WHAT TO WORK ON: Would it be possible to quote, exactly and in full, the lines from the one with "Expected: one point per instance of the grass" through the end of the entries below?

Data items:
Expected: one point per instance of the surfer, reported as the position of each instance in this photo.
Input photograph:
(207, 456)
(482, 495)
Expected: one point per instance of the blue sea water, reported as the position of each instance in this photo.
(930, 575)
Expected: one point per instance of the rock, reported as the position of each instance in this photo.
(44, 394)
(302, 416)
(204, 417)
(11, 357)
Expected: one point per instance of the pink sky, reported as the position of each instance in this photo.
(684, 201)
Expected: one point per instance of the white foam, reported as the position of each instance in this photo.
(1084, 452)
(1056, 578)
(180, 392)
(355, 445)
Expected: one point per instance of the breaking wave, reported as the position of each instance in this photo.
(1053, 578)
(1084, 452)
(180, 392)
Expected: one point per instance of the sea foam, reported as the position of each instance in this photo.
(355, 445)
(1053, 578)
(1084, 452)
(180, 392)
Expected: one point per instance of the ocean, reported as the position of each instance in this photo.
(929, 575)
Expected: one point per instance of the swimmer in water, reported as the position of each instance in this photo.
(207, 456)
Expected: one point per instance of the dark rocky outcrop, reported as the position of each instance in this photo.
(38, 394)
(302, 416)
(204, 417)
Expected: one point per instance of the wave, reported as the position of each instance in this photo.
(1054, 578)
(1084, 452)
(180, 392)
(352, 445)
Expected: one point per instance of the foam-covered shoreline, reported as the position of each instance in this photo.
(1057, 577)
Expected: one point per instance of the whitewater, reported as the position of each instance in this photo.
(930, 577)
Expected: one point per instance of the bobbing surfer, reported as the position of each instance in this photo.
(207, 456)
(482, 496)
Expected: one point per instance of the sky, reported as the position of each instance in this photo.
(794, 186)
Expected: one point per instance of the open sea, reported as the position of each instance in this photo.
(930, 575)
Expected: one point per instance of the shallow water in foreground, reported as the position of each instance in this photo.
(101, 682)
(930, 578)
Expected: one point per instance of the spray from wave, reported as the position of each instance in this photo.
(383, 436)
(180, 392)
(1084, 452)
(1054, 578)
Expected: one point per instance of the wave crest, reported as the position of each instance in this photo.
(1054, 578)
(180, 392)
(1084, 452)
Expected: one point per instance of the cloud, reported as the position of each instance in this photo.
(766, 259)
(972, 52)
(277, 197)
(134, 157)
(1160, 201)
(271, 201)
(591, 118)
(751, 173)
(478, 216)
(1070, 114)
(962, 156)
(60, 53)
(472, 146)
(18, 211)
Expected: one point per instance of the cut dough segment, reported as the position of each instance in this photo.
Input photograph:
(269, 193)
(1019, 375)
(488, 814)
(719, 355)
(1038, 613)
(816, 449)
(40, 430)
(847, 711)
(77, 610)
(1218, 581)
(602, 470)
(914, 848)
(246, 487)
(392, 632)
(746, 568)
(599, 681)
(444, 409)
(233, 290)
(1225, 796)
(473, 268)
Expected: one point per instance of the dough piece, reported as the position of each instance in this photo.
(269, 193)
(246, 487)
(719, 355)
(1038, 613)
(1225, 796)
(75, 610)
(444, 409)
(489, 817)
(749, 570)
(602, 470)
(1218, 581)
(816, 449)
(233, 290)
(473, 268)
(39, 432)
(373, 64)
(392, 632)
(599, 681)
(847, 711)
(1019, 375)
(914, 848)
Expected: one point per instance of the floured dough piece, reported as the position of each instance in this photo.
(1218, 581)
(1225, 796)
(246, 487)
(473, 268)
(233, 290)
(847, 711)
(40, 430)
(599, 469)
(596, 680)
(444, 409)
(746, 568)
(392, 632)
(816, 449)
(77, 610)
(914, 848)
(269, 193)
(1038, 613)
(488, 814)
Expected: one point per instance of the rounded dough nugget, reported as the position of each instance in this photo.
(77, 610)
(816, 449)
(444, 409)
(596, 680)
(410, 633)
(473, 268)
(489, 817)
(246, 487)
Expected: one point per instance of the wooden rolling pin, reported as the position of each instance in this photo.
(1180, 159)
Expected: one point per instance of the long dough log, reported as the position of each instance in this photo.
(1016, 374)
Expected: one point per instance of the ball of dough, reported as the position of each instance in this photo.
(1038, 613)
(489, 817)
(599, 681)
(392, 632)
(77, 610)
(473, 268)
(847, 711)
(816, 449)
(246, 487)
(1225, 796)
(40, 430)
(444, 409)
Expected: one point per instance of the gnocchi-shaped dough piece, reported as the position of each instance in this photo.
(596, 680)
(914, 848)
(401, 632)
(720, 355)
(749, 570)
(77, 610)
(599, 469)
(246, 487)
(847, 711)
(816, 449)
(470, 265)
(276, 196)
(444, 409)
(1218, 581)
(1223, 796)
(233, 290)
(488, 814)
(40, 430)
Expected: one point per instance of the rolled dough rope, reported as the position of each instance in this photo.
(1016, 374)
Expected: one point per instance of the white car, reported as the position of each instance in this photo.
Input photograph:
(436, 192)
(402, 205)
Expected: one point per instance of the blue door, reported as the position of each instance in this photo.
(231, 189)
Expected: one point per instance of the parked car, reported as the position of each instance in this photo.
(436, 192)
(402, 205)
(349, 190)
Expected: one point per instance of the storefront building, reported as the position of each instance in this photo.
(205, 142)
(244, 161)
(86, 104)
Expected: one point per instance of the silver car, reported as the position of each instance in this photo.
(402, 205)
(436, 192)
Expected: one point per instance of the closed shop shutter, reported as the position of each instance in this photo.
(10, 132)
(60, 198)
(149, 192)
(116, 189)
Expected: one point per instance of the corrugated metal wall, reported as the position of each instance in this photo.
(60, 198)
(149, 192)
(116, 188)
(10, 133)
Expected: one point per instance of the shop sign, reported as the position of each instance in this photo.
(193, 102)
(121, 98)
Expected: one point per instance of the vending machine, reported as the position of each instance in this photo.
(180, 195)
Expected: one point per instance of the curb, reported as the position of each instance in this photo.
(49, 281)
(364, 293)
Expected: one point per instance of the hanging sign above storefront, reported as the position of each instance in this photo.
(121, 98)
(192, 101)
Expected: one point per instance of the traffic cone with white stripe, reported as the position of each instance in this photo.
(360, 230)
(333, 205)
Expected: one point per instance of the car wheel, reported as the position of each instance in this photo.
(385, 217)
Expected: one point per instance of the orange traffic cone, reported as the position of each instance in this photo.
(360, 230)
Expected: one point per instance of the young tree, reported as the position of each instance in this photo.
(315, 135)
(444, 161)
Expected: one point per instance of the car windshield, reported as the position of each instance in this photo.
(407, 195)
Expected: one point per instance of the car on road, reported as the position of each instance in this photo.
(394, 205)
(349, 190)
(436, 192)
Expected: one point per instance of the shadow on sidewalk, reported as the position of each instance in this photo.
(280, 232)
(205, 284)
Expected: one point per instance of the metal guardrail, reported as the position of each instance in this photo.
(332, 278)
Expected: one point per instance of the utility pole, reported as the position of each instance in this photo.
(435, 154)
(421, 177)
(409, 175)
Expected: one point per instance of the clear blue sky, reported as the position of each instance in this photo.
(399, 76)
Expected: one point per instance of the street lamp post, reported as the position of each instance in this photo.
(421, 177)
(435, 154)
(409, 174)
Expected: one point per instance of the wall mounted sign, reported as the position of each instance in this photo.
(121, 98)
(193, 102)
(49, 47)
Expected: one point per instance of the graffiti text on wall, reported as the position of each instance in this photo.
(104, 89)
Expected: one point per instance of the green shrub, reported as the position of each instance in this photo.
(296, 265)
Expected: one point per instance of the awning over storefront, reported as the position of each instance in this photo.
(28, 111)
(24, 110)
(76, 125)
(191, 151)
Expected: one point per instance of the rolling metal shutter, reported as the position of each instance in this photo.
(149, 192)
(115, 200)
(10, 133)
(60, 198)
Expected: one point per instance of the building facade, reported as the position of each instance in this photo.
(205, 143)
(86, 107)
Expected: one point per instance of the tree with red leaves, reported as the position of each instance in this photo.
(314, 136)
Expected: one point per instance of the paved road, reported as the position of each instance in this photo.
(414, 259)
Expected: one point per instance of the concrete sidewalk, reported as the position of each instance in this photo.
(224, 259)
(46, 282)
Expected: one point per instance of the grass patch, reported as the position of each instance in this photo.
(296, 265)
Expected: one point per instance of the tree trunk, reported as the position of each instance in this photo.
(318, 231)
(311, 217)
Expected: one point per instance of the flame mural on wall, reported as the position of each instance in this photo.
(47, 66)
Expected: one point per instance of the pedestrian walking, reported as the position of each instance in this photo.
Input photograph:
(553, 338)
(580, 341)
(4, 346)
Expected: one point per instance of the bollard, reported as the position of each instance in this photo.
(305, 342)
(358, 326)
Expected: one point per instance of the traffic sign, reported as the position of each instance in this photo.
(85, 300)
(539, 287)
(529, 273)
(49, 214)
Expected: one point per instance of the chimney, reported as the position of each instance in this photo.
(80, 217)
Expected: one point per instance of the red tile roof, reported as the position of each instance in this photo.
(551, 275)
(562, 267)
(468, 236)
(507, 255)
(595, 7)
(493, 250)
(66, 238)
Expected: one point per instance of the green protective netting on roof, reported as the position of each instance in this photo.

COMPLETED EXERCISE:
Expected: one point per instance of the grass patch, reported as the position of each instance in this photo.
(296, 265)
Expected: one point per instance of the tree trunk, reported as the position of each instance in this photo.
(318, 231)
(311, 217)
Expected: one point per instance of the flame mural on wall, reported as the position of each instance in this photo.
(47, 66)
Expected: one point per instance of the pedestrian walking, reported as the position of each instance in this photo.
Input photograph:
(553, 338)
(580, 341)
(4, 346)
Expected: one point per instance of the bollard, reported as the position of each instance in this photo.
(305, 342)
(358, 326)
Expected: one point per instance of the traffic sign, reported as the position of each instance in this photo.
(85, 300)
(539, 287)
(529, 273)
(49, 214)
Expected: one point per instance of the chimney, reported as the position of each instance in this photo.
(80, 217)
Expected: one point per instance of the red tile roof, reported as the position of each instance in this photo.
(551, 275)
(562, 267)
(468, 236)
(507, 255)
(595, 7)
(493, 250)
(66, 238)
Expected: one point per instance of the green protective netting on roof, reported as the position of each instance in this photo.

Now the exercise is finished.